PASSAGE FOR REVIEW Start Marker
Dupuytren’s Contracture

The Orthopaedic Institute of Central Jersey, specializes in treating hand and wrist injuries. We utilize the expertise of 18 Board Certified and Fellowship Trained Orthopedic Surgeons, Sports Medicine Specialists, and Physical Therapists to develop treatment plans based on your unique injury, lifestyle, and goals.

Locations in Wall, Toms River, Edison, Manahawkin, Freehold, and Red Bank.

What is Dupuytren’s Contracture?

The palmar fascia is fibrous tissue between the palm and fingers. The palmar fascia stabilizes the palmar side of the hand. Without the palmar fascia, it would be difficult to grip objects and make a tight fist. Dupuytren’s contracture occurs when the palmar fascia thickens and tightens.

Dupuytren’s contracture progresses slowly. Dupuytren’s contracture first presents as minor hand tightness and stiffness. Later, small visible nodules form. Nodules may make it difficult to straighten the fingers and properly use the hand. Dupuytren’s contracture is usually seen in the index and ring fingers. The cause of Dupuytren’s contracture is unknown. Risk factors include:

  • Gender. Males.
  • Ancestry. Northern European descent.
  • Medical conditions. Diabetes, seizure disorders.
  • Hereditary. Genetically inherited.

Risk increases with age. Orthopaedic Institute of Central Jersey (OICJ) specialists diagnose and treat Dupuytren’s contracture. A thorough physical examination of the hand is performed. Hand function, nodule size, and symptoms are carefully noted. A customized treatment plan is prescribed to reduce symptoms and prevent Dupuytren’s contracture from becoming worse.
PASSAGE FOR REVIEW End Marker
### ACTIVITY A
According to the page on Dupuytren’s contracture, which fingers does the condition usually affect?
### ACTIVITY B
List every location named on the page on Dupuytren’s contracture.
### ACTIVITY C
Repeat a passage from the page on Dupuytren’s contracture word for word, beginning at "The palmar fascia is" and stopping after "Hereditary. Genetically inherited.".
The material after this point comes from a different source than the page on Dupuytren’s contracture.
SUPPLIED INFORMATION Start Marker
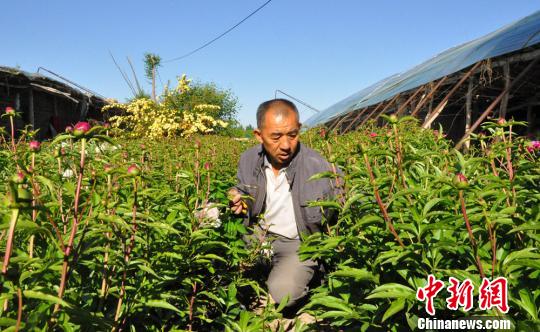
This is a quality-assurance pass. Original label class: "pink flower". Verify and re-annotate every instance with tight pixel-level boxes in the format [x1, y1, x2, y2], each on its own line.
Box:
SUPPLIED INFORMATION End Marker
### TASK ANSWER A
The index and ring fingers.

### TASK ANSWER B
Wall, Toms River, Edison, Manahawkin, Freehold, and Red Bank.

### TASK ANSWER C
The palmar fascia is fibrous tissue between the palm and fingers. The palmar fascia stabilizes the palmar side of the hand. Without the palmar fascia, it would be difficult to grip objects and make a tight fist. Dupuytren’s contracture occurs when the palmar fascia thickens and tightens.

Dupuytren’s contracture progresses slowly. Dupuytren’s contracture first presents as minor hand tightness and stiffness. Later, small visible nodules form. Nodules may make it difficult to straighten the fingers and properly use the hand. Dupuytren’s contracture is usually seen in the index and ring fingers. The cause of Dupuytren’s contracture is unknown. Risk factors include:

  • Gender. Males.
  • Ancestry. Northern European descent.
  • Medical conditions. Diabetes, seizure disorders.
  • Hereditary. Genetically inherited.